- **DATASET EXCERPTS**
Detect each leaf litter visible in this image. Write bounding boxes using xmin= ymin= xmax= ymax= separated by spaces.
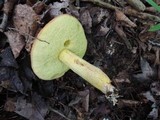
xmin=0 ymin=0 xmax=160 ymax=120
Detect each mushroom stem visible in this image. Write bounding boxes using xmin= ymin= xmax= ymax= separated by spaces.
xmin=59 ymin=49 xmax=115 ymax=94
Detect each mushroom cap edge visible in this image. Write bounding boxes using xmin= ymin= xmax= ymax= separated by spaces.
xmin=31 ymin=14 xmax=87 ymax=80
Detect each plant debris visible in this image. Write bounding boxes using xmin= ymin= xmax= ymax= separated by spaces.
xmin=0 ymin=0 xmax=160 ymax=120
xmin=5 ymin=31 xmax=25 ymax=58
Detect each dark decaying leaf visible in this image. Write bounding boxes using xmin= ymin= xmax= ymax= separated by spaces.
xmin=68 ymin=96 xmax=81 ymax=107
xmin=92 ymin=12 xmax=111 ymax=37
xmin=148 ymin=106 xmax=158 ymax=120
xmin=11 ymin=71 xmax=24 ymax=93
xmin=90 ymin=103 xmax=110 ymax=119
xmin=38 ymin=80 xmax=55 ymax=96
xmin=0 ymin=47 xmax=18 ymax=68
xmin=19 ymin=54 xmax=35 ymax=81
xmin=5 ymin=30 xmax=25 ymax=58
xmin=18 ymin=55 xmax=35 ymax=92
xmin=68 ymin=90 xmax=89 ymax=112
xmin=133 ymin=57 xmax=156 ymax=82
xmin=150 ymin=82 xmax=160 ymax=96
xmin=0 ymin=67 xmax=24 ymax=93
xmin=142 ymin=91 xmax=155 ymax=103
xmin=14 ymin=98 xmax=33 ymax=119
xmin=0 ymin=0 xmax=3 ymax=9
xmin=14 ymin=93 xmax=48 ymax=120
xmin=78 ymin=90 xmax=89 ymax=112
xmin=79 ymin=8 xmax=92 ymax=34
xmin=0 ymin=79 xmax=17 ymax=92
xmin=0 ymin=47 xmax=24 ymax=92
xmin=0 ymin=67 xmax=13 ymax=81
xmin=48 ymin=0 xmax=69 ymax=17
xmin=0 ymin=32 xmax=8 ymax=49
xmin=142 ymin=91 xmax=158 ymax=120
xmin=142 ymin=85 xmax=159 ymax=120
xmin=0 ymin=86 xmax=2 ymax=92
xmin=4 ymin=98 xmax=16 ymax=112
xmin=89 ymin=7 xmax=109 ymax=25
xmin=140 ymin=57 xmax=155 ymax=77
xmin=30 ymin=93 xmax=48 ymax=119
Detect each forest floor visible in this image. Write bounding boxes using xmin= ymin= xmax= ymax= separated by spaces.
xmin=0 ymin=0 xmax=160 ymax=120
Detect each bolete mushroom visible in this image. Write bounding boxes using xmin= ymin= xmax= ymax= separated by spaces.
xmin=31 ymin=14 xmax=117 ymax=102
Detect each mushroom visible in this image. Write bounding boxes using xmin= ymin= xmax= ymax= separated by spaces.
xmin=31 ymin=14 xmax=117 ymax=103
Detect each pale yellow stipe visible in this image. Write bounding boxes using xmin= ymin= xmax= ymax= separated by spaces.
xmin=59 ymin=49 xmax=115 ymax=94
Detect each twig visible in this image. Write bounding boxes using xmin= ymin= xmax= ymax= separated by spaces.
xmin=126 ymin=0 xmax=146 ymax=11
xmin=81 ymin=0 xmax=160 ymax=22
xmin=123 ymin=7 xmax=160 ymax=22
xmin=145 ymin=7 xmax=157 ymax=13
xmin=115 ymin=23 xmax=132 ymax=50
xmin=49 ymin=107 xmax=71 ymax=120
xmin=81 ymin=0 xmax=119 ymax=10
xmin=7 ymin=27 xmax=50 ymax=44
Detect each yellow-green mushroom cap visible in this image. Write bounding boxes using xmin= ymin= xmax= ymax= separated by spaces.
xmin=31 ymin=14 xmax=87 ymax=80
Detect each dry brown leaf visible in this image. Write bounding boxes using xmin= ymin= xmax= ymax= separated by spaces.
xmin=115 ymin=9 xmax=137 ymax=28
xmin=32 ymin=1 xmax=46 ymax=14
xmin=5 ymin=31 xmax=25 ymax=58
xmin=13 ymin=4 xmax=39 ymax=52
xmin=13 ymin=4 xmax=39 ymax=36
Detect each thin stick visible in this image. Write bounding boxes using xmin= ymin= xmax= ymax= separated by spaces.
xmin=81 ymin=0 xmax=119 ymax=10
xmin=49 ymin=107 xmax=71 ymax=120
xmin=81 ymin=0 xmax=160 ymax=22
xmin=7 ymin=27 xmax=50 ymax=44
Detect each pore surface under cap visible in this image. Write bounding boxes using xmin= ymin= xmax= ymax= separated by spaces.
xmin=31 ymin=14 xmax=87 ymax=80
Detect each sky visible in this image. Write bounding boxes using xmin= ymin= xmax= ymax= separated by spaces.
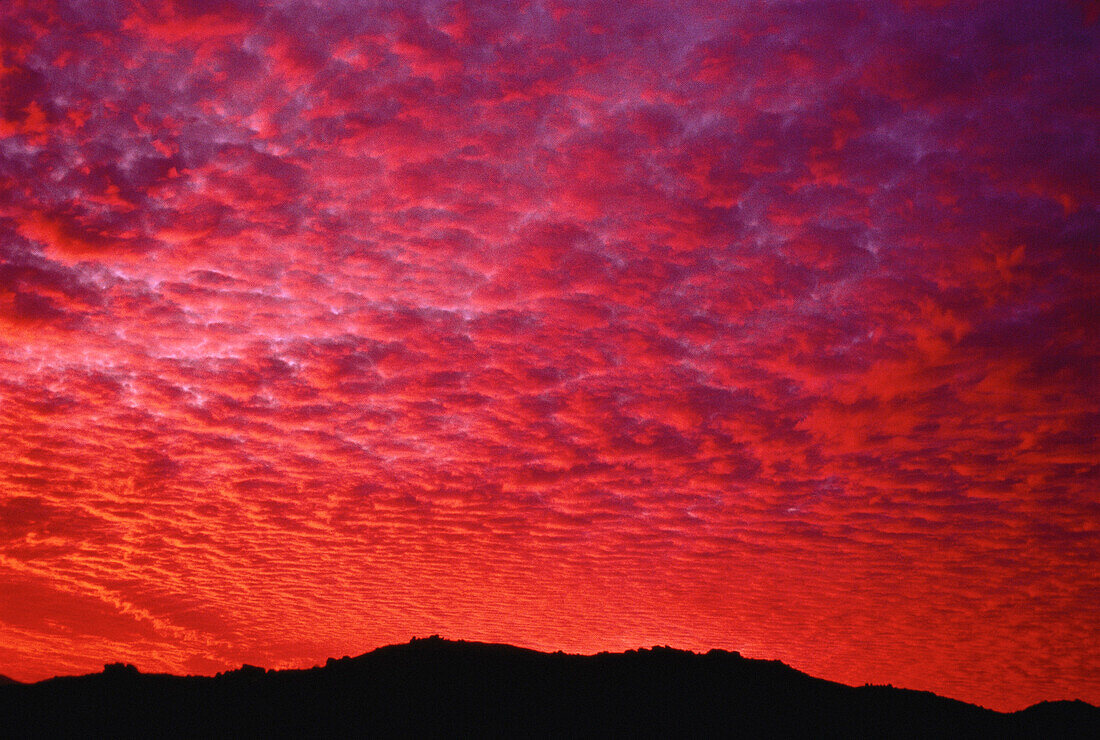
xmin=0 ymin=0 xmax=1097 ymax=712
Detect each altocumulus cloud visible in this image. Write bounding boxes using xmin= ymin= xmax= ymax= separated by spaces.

---

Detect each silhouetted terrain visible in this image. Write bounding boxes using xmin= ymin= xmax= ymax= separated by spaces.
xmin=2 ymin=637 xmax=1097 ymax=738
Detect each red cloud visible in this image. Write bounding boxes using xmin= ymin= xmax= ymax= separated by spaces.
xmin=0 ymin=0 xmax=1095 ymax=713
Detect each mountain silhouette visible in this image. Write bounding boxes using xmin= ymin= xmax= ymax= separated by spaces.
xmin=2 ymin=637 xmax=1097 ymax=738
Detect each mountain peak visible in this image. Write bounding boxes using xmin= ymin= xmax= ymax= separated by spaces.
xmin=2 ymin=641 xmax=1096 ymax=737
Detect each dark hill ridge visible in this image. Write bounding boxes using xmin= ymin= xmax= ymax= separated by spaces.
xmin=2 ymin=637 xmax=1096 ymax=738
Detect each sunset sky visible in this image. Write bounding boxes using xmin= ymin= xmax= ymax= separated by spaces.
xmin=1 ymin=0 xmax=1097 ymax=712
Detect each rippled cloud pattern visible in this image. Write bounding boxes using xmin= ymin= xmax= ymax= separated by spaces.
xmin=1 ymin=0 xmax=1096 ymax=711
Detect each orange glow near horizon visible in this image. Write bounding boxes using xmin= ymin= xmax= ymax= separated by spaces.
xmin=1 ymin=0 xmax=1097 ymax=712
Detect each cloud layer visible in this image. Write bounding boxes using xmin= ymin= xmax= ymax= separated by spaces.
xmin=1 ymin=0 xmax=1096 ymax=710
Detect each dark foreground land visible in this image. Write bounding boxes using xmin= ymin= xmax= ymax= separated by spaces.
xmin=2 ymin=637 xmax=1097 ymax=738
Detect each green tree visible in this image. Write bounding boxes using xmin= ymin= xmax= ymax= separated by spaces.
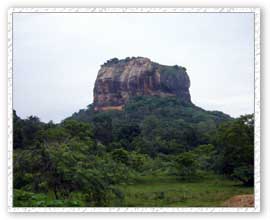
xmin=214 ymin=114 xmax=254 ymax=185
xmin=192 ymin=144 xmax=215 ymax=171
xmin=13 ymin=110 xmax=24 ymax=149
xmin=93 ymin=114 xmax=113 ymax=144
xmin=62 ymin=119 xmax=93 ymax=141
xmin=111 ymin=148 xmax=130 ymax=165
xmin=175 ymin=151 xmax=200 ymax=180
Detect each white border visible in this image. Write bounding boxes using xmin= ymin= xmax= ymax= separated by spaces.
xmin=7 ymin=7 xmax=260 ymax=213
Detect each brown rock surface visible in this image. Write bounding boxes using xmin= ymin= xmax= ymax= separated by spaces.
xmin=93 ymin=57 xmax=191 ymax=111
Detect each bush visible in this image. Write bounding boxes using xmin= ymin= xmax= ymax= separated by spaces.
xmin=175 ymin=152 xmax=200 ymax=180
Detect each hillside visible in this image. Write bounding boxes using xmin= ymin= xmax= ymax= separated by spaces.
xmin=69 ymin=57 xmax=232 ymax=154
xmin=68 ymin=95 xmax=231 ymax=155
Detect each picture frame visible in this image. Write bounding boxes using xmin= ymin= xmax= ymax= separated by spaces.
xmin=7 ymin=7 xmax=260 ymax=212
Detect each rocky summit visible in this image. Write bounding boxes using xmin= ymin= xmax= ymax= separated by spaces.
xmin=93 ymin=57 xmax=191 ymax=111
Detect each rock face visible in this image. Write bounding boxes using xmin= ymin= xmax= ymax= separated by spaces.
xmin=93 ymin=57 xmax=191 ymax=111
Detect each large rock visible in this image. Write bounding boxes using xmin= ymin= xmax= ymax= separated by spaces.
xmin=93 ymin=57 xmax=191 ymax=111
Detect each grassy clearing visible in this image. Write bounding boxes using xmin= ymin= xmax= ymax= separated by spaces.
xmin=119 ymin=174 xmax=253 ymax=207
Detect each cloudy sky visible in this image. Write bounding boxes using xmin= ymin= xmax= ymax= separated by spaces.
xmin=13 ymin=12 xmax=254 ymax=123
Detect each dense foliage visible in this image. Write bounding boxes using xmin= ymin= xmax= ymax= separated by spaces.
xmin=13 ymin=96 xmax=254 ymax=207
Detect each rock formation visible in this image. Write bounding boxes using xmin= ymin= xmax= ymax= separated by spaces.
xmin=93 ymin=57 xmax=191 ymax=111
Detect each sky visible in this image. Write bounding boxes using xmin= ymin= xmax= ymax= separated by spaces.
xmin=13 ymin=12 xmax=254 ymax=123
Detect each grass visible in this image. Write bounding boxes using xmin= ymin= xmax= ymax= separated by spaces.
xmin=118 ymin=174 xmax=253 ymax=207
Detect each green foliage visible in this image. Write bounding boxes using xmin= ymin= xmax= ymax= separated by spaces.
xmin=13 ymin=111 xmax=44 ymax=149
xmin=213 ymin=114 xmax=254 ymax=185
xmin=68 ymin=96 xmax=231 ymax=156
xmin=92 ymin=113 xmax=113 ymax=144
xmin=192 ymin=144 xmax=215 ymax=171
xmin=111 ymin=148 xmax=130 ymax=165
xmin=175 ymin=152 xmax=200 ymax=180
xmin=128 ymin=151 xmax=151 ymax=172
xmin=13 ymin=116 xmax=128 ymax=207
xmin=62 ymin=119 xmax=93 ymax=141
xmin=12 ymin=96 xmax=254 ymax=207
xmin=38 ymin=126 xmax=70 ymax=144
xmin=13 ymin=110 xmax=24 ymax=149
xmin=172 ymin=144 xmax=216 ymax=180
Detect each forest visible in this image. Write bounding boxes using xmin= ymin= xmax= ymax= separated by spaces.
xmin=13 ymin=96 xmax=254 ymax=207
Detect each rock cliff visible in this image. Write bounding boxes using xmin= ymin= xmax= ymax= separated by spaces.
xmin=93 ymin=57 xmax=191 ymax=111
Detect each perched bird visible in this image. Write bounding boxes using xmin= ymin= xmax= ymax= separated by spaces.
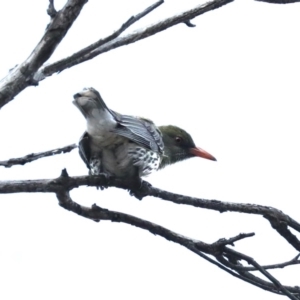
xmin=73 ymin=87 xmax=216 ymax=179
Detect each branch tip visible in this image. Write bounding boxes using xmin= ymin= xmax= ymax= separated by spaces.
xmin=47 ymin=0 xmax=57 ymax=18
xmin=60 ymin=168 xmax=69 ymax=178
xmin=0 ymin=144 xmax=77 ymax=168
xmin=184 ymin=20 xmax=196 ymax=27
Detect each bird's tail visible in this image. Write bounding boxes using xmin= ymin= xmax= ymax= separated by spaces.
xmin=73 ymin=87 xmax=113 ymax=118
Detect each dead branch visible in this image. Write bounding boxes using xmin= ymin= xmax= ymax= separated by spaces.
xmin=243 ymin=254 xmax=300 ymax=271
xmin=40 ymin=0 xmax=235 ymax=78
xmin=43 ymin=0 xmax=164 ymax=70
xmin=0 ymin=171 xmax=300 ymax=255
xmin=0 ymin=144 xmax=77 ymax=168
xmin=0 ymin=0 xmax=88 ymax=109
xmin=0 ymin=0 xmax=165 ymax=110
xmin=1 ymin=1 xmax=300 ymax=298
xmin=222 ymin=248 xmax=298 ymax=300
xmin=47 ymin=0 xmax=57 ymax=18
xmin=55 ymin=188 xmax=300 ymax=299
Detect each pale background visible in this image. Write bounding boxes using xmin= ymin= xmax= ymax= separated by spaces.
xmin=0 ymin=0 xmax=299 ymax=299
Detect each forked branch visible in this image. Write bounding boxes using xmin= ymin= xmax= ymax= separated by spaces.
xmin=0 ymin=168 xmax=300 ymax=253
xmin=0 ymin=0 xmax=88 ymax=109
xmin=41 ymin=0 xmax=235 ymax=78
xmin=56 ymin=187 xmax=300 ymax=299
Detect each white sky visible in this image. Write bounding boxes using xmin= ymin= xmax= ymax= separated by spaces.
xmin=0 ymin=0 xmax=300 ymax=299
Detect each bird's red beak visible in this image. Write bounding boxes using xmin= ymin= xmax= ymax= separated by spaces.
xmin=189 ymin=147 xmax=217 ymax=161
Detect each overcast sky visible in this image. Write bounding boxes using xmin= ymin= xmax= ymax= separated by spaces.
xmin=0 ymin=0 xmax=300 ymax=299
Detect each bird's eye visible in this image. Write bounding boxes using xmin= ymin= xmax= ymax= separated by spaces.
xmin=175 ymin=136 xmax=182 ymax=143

* * *

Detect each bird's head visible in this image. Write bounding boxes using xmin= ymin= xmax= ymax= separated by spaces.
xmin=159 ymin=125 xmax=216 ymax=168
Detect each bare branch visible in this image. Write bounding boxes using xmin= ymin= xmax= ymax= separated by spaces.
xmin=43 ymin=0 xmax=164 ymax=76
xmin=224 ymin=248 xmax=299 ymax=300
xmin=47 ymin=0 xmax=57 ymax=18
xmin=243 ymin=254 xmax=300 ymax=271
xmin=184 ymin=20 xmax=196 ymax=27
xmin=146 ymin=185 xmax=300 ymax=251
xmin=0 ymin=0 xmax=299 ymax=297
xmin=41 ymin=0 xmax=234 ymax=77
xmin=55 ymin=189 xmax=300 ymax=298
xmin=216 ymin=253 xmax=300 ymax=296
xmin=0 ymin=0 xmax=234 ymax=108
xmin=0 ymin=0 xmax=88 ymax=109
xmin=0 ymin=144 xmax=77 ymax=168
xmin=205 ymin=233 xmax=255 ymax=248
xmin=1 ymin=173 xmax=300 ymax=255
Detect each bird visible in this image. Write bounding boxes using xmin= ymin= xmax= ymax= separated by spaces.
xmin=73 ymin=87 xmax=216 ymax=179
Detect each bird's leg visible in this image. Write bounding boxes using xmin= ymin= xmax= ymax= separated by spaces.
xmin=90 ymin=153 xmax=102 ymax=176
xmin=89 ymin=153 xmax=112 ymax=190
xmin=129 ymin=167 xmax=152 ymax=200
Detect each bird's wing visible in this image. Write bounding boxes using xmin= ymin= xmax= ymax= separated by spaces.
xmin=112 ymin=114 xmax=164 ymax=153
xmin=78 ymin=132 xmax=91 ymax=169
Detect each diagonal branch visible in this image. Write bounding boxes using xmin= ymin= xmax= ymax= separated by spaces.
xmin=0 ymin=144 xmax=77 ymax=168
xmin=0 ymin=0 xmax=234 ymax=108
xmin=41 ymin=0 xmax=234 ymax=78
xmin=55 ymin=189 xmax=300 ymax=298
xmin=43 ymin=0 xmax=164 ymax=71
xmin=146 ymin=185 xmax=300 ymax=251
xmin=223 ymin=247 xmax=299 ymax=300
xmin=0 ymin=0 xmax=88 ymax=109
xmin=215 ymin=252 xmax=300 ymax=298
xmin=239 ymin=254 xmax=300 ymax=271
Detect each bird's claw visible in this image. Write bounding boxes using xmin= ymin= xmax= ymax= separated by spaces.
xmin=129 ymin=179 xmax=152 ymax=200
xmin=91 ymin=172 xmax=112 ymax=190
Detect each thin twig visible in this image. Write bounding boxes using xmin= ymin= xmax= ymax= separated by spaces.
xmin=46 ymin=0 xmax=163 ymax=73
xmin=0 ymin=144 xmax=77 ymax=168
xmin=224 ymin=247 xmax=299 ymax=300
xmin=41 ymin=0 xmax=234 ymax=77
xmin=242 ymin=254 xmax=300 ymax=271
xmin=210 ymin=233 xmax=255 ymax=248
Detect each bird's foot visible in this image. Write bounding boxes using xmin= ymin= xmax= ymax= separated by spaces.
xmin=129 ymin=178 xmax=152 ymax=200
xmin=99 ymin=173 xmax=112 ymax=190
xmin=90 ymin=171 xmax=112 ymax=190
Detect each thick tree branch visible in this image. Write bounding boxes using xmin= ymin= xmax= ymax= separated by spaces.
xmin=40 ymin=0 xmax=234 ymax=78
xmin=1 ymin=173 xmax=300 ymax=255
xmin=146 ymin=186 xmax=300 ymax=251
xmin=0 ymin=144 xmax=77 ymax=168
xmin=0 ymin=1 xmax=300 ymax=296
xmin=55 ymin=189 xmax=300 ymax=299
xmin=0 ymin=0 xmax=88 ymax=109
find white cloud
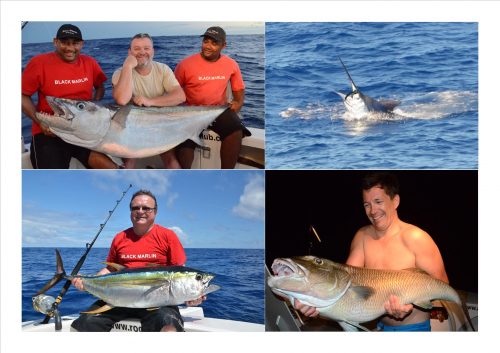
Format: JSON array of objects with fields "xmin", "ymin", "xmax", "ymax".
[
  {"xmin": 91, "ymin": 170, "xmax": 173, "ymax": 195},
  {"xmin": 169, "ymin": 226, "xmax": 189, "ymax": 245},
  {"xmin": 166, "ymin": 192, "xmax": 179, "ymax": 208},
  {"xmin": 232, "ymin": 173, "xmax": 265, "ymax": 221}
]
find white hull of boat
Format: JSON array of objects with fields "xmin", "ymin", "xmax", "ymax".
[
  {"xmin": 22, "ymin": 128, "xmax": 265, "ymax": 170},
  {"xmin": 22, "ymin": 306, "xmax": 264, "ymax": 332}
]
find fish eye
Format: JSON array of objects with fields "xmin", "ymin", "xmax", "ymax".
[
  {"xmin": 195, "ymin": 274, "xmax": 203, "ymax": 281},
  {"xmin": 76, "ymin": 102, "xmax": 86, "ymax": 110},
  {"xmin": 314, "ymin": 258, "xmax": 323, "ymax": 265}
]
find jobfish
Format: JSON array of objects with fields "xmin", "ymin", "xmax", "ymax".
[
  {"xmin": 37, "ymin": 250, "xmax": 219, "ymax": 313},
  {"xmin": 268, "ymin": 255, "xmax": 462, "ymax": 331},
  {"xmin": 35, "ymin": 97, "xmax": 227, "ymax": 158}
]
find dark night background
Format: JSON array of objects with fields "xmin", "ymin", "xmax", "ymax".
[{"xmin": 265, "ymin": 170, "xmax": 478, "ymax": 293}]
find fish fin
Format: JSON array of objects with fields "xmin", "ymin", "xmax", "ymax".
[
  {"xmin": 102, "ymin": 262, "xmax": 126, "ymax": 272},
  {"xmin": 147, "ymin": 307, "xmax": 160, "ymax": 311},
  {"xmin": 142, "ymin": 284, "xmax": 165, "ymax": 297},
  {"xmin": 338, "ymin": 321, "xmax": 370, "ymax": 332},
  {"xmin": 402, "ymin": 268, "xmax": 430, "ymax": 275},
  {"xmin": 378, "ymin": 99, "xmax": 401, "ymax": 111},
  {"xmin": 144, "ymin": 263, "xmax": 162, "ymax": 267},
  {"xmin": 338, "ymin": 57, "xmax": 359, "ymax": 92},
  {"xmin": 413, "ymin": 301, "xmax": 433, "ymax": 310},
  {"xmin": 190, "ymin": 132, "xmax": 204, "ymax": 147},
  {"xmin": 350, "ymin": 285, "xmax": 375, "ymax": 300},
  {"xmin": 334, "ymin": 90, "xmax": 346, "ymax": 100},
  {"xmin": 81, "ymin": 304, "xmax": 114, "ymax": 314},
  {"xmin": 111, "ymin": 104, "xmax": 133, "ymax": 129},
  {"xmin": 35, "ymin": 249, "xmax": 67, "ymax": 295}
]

- **WHAT NEEDS TO BE DONE**
Whenever a line of the data includes the word "find", show that line in full.

- **EXPECTED ANSWER**
find white cloud
find white hull of boat
find fish eye
find jobfish
find dark night background
find fish fin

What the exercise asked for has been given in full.